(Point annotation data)
* Start *

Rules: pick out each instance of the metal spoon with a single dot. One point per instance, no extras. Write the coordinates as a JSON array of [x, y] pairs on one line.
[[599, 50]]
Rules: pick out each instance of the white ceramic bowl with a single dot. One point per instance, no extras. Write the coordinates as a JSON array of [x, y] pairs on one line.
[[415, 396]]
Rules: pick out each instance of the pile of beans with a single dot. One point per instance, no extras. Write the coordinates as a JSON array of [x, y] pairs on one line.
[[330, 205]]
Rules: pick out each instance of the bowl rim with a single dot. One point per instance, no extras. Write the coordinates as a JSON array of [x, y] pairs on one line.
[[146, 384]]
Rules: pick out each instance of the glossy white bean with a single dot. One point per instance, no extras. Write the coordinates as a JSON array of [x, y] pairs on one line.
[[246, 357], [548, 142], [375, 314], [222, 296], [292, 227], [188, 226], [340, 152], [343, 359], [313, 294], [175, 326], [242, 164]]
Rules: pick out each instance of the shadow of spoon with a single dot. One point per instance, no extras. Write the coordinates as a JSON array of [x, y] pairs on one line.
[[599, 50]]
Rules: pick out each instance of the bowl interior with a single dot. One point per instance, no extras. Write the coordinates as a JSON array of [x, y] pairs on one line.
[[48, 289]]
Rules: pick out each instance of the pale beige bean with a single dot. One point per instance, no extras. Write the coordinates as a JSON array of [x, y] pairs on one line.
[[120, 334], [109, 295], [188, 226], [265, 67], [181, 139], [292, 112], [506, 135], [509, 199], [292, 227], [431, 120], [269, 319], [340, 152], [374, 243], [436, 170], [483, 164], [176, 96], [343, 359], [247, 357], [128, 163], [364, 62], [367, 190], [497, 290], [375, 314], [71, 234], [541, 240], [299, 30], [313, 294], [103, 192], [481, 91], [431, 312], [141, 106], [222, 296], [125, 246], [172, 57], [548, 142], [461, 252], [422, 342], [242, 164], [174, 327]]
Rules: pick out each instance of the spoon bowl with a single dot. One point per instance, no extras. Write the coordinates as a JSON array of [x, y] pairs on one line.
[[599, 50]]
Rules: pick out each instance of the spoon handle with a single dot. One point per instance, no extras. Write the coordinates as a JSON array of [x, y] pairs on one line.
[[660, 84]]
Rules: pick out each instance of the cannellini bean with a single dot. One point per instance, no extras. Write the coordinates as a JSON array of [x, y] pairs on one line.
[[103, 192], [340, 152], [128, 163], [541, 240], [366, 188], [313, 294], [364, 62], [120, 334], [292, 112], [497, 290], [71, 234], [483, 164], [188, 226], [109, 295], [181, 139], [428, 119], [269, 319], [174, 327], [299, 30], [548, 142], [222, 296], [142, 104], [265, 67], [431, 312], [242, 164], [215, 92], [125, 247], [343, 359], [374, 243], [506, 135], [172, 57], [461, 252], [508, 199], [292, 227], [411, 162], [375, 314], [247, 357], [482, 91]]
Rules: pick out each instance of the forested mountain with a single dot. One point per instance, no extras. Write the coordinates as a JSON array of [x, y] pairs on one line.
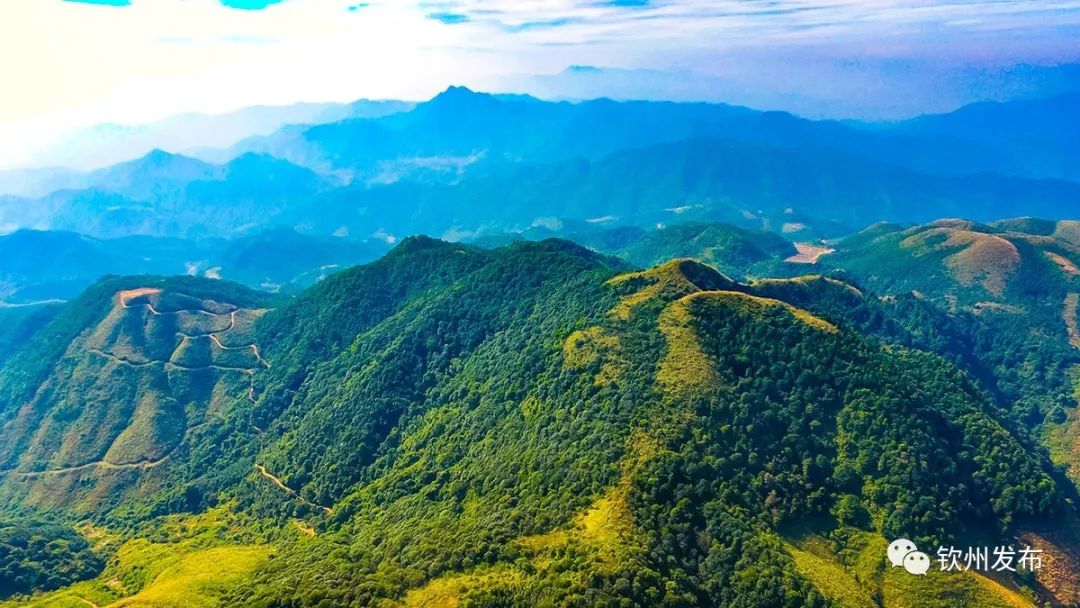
[[468, 164], [1035, 137], [40, 266], [532, 424]]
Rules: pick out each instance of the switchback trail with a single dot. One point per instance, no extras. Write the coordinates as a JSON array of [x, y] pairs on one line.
[[262, 471]]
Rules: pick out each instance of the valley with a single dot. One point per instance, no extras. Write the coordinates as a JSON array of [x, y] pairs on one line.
[[524, 453], [648, 353]]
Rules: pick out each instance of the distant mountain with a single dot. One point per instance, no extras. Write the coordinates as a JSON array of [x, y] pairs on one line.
[[734, 251], [104, 145], [802, 190], [811, 192], [463, 126], [164, 194], [865, 90], [982, 265], [37, 266], [1036, 137], [534, 424]]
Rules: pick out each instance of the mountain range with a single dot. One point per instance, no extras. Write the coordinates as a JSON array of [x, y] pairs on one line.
[[655, 436], [652, 353]]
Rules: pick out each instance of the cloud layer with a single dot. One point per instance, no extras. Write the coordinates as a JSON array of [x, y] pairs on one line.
[[134, 61]]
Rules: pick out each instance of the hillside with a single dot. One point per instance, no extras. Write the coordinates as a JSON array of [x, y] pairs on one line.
[[468, 163], [974, 264], [534, 424], [43, 266]]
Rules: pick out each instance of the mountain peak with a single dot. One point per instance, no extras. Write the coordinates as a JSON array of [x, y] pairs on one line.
[[456, 94]]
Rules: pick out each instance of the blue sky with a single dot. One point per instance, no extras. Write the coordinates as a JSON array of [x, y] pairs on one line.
[[134, 61]]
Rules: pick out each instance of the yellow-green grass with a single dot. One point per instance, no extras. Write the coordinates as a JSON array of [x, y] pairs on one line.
[[584, 347], [861, 579], [199, 578], [745, 304], [829, 578], [685, 369], [172, 577]]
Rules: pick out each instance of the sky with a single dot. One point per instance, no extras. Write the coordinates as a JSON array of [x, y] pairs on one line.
[[75, 63]]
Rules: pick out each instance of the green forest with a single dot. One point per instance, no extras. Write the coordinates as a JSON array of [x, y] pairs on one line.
[[534, 424]]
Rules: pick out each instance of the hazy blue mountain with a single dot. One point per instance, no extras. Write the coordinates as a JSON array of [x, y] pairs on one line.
[[164, 194], [38, 266], [461, 127], [103, 145], [1033, 137], [757, 187]]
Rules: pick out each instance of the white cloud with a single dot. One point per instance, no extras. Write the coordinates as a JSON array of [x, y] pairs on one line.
[[70, 64]]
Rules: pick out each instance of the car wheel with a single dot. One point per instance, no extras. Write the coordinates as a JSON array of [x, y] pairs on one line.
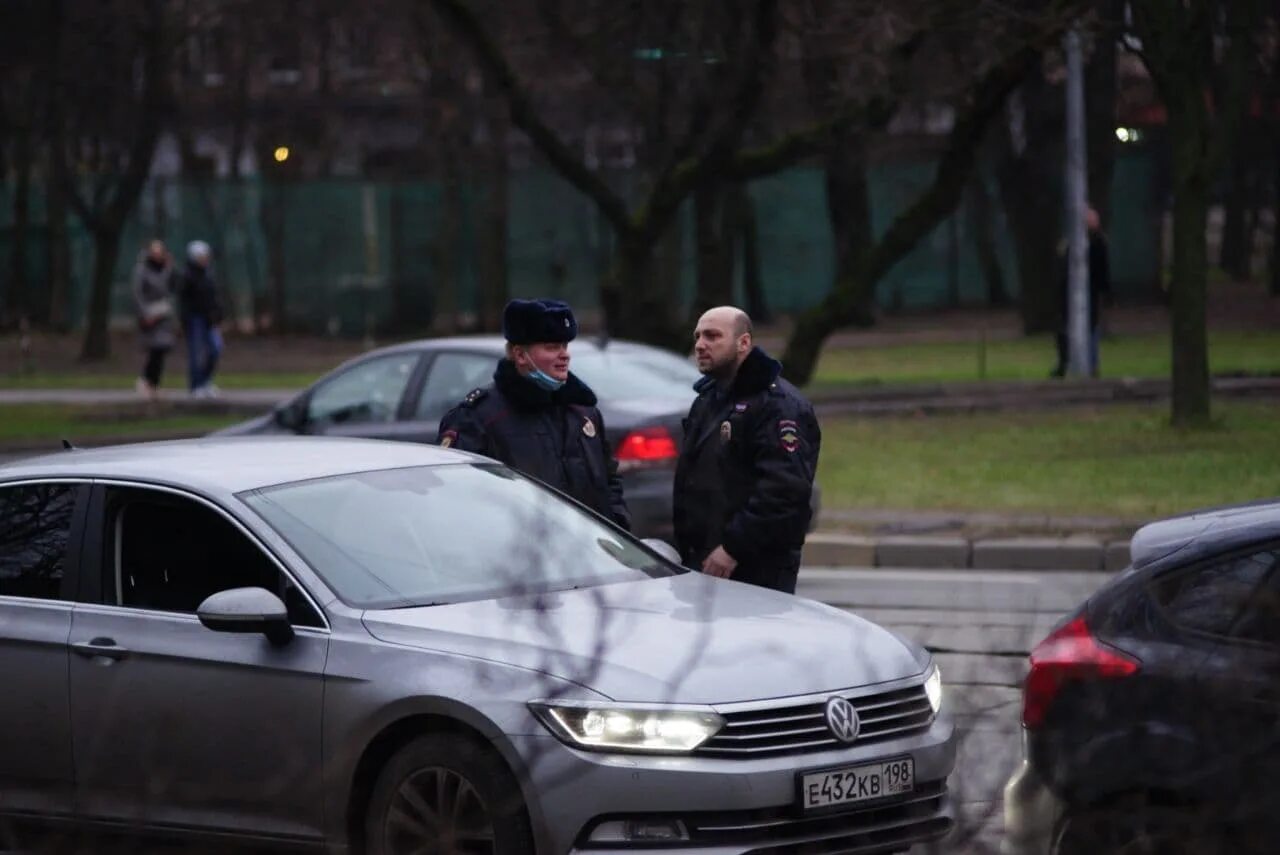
[[1134, 828], [448, 795]]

* End *

# [WRITTEN INSTRUCTION]
Can you rewrite the data from its first line through the line containing "[[146, 384]]", swapping "white ceramic bowl" for "white porcelain bowl" and leaving everything else unchanged?

# [WRITTEN SOLUTION]
Rules: pick out each instance of the metal spoon with a single dot. One point per instance, no extras. Write the coordinates as a JSON array of [x, y] pairs on one line.
[[599, 50]]
Rules: pick out each instance of the white porcelain bowl with a single dot. One point per instance, no extras. Write the coordinates as a JSON array of [x, y] pairs on one line.
[[415, 396]]
Rules: pick out each instance of the pile of beans with a single dot. One point per instance, no extras. Write the coordinates as a JSON array of [x, y] pairs on one line.
[[330, 205]]
Rules: pick out each instance of the bowl rim with a single dot. One point per instance, no extras. Write the coordinates as a JSON array of [x, y] pairs on one line.
[[146, 384]]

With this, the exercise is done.